Your goal
Repeat precisely the span of lines below that opens with the line containing "Mark each instance of the air" and closes with the line containing "x=191 y=519", both included.

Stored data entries
========================================================================

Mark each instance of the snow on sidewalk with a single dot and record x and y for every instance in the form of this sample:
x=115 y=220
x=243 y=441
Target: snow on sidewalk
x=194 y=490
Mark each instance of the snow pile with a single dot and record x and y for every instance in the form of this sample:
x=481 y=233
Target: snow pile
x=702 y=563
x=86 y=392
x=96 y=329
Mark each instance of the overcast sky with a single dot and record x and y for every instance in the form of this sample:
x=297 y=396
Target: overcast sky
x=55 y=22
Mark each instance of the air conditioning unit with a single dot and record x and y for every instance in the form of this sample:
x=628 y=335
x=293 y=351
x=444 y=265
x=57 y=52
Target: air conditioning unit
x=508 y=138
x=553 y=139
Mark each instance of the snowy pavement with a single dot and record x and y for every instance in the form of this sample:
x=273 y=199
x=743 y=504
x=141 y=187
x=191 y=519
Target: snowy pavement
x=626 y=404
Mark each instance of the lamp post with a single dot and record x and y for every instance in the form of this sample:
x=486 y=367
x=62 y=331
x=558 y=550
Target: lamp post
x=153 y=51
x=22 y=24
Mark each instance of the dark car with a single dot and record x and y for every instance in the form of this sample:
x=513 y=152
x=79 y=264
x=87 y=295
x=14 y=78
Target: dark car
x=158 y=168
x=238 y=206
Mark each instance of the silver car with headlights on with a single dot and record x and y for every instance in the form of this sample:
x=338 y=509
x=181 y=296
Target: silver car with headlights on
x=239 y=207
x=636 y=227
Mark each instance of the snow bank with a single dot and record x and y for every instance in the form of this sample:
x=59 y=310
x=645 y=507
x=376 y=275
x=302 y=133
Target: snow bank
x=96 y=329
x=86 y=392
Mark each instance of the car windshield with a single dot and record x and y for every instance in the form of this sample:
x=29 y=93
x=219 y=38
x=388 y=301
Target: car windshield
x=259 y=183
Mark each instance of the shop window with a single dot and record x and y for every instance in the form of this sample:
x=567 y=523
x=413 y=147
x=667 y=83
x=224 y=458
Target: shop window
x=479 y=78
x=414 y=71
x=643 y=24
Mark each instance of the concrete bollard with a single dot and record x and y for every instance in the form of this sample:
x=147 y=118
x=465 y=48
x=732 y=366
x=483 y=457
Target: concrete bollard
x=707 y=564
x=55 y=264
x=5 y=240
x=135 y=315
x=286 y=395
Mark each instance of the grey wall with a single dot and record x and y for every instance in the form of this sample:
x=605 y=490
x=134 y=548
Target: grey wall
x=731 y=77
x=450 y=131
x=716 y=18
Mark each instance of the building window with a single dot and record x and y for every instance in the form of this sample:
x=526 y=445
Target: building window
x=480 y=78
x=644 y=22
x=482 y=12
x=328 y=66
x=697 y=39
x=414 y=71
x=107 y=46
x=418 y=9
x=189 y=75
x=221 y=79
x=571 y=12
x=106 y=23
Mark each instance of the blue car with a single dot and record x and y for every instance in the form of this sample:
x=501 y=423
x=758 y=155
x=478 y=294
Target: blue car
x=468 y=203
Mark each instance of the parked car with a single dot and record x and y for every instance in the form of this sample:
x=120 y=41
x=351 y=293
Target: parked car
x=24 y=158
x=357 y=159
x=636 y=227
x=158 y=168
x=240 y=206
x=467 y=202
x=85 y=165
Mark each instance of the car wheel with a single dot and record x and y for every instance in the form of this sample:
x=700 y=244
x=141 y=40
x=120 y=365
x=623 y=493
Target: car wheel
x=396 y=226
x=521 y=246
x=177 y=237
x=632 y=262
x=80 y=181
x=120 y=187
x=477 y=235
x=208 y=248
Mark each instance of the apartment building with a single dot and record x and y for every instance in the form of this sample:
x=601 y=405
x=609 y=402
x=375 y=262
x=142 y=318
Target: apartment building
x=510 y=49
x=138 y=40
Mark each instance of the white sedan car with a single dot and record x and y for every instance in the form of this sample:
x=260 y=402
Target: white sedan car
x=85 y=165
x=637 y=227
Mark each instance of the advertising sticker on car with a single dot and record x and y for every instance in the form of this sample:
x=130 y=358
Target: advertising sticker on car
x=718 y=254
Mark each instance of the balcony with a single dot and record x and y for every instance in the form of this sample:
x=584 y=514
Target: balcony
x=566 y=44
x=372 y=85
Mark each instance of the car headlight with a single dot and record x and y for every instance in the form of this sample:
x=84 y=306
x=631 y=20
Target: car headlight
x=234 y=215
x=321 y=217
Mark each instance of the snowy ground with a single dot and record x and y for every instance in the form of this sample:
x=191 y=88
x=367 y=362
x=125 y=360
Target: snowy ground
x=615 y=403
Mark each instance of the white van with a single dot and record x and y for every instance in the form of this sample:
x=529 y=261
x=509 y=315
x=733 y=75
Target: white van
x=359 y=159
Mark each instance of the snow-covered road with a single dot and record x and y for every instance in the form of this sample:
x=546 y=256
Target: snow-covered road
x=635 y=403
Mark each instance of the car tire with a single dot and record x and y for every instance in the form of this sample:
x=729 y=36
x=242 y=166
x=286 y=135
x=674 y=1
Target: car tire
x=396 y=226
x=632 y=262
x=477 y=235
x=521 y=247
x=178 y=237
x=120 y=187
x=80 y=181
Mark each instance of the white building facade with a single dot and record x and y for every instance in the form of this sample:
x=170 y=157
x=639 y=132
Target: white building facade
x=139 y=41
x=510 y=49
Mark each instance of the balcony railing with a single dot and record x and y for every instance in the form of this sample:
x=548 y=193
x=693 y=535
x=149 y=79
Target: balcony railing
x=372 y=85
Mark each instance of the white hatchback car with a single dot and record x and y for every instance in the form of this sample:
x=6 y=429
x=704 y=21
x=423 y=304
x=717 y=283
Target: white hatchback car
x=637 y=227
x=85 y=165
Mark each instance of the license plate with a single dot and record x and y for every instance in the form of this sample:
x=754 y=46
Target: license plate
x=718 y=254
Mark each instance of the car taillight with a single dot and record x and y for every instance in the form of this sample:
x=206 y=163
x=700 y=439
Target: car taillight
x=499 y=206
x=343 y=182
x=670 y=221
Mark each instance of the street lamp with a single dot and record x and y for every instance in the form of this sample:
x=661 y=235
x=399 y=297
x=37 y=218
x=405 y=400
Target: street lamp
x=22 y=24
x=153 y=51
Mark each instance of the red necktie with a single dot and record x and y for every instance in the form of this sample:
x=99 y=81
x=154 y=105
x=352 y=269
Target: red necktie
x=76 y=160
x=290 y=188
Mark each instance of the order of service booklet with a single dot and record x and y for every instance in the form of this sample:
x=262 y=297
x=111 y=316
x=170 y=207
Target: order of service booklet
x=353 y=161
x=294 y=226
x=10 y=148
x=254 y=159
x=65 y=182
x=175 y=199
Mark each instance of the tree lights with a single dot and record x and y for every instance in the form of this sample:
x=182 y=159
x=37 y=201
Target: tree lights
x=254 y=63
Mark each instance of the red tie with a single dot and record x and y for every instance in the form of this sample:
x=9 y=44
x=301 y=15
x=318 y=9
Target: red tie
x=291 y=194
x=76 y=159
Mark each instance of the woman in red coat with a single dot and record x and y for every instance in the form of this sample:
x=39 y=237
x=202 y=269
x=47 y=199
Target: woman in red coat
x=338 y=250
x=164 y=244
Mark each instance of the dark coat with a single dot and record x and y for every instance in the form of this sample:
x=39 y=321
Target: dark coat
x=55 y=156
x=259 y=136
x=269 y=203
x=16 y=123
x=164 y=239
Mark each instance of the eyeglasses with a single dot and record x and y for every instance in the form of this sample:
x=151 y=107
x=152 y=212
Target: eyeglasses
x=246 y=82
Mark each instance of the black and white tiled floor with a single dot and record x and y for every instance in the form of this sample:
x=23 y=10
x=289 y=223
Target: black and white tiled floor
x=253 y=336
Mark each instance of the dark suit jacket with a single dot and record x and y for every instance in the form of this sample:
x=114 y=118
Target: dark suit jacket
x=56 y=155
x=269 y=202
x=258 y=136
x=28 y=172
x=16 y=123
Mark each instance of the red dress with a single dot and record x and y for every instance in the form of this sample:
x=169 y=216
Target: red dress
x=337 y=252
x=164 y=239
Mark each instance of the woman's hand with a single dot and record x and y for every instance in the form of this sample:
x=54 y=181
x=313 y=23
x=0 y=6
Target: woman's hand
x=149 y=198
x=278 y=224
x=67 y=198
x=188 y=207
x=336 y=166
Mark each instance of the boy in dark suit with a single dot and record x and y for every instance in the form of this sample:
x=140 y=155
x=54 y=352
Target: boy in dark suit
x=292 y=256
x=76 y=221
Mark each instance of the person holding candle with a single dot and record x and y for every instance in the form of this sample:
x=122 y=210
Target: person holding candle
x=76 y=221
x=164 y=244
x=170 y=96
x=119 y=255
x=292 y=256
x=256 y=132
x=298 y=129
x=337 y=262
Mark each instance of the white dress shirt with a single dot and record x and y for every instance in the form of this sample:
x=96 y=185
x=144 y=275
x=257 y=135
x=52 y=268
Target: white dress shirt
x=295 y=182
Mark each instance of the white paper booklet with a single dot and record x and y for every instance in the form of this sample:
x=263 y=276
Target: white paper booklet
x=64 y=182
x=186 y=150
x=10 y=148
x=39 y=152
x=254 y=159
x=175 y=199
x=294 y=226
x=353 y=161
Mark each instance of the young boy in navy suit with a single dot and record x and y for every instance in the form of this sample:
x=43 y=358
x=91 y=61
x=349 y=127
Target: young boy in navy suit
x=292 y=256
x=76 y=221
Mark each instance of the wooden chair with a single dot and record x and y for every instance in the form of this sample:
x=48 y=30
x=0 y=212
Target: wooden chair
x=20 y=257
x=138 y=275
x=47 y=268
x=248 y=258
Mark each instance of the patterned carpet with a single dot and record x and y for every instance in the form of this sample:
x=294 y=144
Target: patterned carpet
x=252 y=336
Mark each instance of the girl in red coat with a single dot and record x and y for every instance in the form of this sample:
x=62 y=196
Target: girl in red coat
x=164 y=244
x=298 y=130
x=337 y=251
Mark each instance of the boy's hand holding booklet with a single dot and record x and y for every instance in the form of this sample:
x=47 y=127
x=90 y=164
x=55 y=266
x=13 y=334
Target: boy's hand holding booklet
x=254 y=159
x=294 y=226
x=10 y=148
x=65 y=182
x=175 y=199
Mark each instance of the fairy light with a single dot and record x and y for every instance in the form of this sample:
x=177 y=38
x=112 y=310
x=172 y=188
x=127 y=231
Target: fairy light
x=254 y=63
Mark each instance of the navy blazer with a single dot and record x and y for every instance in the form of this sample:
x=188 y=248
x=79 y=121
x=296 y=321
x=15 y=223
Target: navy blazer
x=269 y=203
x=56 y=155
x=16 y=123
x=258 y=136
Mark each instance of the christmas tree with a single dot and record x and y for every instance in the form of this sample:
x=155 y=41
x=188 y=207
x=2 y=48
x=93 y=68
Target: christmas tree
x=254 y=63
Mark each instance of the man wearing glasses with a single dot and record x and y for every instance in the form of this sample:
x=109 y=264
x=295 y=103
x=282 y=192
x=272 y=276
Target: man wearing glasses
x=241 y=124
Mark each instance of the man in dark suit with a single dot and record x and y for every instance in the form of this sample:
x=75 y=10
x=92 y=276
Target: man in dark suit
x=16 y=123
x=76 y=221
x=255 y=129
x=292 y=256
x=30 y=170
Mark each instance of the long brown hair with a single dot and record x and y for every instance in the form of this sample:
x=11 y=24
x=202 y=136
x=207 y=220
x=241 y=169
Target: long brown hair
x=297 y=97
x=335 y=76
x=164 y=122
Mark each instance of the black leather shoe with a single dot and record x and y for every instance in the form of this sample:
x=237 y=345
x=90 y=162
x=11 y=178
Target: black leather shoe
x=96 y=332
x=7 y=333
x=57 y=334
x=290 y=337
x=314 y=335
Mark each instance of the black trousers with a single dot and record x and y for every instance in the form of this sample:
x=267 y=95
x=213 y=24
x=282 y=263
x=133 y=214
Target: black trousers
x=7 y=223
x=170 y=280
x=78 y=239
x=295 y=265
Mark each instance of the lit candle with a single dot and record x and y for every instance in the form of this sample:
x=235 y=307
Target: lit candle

========================================================================

Response below
Mark each instance of the air conditioning unit with a single dot and record x and y for every instance in the form of this sample:
x=628 y=335
x=293 y=351
x=444 y=265
x=57 y=52
Target: air conditioning unit
x=508 y=138
x=553 y=139
Mark each instance of the snowy pavement with a single dot and record x and y for every instance in the form of this sample:
x=273 y=199
x=743 y=504
x=141 y=187
x=191 y=519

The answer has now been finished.